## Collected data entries
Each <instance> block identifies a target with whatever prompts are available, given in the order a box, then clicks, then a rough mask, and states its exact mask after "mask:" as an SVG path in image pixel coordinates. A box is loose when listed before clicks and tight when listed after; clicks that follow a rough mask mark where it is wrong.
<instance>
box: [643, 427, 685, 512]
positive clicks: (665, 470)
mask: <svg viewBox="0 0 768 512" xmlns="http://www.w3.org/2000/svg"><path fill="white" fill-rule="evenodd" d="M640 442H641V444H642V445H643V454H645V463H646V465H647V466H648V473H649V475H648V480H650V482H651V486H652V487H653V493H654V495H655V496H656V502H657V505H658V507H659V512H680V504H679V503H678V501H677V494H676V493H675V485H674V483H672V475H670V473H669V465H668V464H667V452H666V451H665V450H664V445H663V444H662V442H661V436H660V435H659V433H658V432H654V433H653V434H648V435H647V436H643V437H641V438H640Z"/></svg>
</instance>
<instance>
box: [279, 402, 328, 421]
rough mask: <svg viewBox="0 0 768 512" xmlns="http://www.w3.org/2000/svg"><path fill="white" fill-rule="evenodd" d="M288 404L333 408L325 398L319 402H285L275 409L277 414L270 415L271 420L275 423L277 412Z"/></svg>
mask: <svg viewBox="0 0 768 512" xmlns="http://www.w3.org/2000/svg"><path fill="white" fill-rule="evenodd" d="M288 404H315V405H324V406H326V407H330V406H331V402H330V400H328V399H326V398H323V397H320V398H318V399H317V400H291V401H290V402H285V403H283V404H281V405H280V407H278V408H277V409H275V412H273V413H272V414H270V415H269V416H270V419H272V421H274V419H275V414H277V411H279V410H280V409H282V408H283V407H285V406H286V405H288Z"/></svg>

## WHAT THE TASK REQUIRES
Turn the lines from the one containing "</instance>" through the last line of the records into a numbered list, leaving out any blank lines.

## YOUR RESPONSE
1. </instance>
2. <instance>
3. box: [279, 402, 328, 421]
4. rough mask: <svg viewBox="0 0 768 512" xmlns="http://www.w3.org/2000/svg"><path fill="white" fill-rule="evenodd" d="M288 404L333 408L325 398L319 402H285L275 409L277 414L270 415L271 420L275 423L277 412Z"/></svg>
5. mask: <svg viewBox="0 0 768 512" xmlns="http://www.w3.org/2000/svg"><path fill="white" fill-rule="evenodd" d="M288 404H315V405H324V406H326V407H330V406H331V402H330V400H328V399H326V398H323V397H320V398H318V399H317V400H291V401H290V402H285V403H283V404H281V405H280V407H278V408H277V409H275V412H273V413H272V414H270V415H269V416H270V419H272V421H274V419H275V414H277V411H279V410H280V409H282V408H283V407H285V406H286V405H288Z"/></svg>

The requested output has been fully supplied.